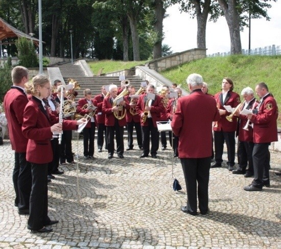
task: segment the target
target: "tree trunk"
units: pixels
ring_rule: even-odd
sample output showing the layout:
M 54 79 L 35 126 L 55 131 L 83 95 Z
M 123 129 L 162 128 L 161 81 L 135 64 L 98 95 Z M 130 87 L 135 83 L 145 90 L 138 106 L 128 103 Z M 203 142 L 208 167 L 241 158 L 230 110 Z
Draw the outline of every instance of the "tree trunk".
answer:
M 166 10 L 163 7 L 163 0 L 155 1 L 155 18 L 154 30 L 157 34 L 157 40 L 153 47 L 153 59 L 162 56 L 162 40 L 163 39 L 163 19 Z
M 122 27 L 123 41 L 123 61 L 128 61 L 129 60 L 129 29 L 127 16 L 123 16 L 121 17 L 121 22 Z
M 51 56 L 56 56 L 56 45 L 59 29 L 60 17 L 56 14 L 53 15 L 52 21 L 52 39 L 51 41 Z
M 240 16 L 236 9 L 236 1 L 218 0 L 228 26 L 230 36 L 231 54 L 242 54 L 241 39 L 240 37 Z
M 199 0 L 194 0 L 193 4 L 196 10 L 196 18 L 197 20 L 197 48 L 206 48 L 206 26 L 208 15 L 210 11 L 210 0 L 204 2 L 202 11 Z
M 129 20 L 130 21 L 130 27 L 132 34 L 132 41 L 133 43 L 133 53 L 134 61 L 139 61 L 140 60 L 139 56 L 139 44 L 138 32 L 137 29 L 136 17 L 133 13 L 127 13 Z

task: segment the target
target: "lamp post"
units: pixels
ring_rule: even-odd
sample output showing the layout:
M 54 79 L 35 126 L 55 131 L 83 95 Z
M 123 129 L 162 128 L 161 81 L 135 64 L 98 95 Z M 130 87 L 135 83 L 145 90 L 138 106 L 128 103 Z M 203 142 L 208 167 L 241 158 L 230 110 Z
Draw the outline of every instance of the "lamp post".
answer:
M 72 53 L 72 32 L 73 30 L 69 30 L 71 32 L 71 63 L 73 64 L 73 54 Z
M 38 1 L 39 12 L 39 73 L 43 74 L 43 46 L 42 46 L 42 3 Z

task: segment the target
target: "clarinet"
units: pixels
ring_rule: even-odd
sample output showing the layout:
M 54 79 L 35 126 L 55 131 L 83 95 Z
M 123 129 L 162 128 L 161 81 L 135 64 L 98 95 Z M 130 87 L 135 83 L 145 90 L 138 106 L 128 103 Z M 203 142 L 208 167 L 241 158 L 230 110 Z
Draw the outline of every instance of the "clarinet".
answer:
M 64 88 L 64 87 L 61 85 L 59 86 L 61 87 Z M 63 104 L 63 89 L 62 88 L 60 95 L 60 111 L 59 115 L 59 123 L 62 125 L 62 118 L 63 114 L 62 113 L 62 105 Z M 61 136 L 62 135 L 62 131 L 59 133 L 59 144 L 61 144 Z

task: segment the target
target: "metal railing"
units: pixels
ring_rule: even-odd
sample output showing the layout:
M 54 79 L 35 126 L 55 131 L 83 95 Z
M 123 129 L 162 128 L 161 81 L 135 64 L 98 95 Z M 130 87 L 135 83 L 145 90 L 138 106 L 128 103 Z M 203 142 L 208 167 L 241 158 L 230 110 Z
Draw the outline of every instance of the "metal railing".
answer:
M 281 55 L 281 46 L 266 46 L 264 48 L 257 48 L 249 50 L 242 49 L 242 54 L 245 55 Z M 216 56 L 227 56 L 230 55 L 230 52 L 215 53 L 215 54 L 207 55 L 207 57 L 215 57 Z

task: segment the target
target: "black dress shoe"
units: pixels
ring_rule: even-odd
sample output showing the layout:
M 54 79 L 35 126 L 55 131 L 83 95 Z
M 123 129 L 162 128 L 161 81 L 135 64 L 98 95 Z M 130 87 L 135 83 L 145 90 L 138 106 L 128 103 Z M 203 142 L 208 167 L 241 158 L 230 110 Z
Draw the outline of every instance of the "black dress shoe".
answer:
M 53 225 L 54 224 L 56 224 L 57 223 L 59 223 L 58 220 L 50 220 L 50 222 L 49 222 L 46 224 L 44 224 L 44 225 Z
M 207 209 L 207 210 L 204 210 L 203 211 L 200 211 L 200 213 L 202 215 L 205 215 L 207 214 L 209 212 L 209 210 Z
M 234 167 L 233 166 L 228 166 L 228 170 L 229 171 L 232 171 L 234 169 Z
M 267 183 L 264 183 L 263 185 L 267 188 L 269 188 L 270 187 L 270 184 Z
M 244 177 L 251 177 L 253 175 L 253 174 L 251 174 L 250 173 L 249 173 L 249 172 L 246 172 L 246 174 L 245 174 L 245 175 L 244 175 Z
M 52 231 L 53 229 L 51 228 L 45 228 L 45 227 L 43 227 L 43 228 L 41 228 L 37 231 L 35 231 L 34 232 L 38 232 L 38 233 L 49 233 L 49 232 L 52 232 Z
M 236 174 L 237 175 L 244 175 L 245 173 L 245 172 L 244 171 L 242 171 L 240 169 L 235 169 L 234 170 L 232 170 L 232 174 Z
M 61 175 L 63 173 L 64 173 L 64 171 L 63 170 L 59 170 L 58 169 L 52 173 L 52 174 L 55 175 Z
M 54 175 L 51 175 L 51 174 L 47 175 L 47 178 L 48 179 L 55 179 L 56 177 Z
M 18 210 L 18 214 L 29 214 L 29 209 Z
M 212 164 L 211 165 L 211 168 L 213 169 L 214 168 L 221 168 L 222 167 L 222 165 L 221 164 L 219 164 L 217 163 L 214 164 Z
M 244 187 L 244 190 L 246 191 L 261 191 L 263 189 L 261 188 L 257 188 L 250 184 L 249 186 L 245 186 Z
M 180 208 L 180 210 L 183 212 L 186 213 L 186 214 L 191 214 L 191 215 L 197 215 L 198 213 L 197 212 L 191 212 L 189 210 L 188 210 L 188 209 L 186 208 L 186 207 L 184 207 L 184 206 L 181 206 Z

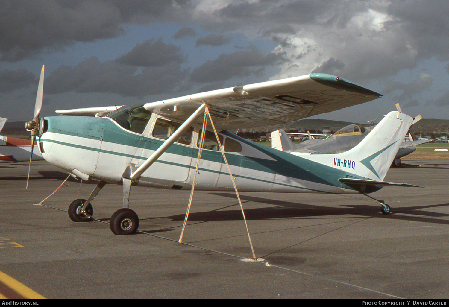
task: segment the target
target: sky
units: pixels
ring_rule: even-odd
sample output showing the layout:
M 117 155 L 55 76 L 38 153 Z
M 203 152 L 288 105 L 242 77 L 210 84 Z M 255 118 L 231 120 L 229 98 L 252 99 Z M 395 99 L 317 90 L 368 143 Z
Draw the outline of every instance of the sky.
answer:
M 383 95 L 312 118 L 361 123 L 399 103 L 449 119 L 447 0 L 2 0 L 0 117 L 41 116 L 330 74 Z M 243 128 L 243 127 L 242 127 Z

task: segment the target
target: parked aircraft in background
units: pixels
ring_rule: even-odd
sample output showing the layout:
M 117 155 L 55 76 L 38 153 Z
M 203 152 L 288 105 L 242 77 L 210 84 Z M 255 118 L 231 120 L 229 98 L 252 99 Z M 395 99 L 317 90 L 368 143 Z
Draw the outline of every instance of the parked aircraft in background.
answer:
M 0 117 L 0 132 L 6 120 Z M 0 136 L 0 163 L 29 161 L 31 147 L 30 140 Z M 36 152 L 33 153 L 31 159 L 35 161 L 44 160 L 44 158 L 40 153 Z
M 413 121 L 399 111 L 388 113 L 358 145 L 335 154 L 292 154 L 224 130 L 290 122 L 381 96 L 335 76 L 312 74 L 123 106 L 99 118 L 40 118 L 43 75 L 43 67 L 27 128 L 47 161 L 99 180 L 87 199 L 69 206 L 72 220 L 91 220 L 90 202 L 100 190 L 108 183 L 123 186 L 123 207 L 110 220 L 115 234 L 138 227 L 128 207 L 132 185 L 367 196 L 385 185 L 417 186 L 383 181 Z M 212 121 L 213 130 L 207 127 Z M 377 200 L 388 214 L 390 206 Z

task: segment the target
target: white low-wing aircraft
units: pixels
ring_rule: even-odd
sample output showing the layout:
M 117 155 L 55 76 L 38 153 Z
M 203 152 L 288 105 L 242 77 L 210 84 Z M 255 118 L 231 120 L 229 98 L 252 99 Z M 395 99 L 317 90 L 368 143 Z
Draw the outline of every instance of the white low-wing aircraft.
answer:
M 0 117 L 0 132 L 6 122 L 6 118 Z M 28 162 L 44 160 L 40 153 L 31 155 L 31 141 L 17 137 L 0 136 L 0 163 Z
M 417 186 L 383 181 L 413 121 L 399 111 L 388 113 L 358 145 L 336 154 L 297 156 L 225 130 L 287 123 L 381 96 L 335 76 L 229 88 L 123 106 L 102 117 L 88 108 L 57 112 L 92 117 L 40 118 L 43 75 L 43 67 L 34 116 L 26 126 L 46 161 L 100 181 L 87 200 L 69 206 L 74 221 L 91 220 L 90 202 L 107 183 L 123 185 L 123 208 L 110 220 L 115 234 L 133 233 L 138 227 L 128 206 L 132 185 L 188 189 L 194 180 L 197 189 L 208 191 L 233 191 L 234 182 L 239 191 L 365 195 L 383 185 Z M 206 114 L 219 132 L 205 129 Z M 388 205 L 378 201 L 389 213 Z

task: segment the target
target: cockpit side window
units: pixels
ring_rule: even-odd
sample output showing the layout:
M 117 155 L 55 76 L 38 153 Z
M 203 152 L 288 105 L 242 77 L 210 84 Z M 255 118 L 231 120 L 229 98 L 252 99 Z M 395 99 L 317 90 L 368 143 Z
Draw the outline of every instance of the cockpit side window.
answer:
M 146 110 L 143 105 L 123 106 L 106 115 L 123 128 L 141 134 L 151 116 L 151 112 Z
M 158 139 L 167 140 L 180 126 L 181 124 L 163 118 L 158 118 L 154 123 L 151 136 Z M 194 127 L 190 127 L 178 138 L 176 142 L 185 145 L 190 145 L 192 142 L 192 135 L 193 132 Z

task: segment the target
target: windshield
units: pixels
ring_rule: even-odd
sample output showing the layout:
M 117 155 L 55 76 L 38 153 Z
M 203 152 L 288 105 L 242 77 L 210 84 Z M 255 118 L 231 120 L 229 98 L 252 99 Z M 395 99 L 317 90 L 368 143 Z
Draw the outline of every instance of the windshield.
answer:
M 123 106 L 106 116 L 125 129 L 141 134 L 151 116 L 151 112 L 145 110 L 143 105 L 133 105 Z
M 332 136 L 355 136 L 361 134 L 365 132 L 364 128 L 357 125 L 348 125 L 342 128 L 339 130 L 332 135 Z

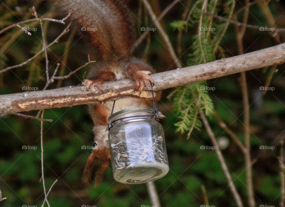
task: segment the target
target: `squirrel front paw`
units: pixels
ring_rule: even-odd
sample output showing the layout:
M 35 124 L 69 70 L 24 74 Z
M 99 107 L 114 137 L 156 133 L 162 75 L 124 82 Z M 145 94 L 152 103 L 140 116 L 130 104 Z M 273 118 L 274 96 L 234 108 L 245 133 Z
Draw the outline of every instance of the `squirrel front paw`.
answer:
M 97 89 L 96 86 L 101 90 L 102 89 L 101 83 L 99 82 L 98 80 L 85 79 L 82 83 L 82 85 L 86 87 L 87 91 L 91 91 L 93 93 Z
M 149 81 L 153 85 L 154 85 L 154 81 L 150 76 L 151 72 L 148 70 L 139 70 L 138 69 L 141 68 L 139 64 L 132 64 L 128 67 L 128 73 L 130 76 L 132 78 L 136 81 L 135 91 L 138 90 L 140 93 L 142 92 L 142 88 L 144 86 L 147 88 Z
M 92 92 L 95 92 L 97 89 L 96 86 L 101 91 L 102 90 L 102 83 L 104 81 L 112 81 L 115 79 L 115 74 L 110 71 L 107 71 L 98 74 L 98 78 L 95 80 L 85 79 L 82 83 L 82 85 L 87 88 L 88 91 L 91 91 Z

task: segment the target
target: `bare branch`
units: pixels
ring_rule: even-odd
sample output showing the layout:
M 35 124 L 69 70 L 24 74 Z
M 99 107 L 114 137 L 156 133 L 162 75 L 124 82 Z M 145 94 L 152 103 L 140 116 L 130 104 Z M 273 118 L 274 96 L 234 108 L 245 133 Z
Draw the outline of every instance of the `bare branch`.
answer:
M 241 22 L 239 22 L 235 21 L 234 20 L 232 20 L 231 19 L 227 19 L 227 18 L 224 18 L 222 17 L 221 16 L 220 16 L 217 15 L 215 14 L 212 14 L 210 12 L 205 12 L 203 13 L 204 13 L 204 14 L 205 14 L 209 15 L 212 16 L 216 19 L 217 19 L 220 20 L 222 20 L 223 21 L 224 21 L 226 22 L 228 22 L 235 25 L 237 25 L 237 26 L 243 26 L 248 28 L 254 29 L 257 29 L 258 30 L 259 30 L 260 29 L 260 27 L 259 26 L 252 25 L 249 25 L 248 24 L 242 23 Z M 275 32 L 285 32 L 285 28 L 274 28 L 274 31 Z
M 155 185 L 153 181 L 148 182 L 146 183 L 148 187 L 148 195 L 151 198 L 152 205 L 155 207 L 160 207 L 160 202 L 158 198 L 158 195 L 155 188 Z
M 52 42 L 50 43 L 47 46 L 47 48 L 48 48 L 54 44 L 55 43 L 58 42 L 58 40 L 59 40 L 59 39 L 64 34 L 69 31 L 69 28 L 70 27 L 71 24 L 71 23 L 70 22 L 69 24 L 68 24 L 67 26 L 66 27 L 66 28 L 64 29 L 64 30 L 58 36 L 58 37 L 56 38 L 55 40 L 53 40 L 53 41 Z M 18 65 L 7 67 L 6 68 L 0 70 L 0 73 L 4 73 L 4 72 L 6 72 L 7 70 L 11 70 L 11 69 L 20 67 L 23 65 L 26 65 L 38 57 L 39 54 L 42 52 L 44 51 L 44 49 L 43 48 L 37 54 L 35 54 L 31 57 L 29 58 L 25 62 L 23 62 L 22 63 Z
----
SET TASK:
List each line in the entries above that contains the string "background", treating uppercase and lowercase letters as different.

SOLUTION:
target: parked aircraft in background
Draw the outline of every instance of the parked aircraft in background.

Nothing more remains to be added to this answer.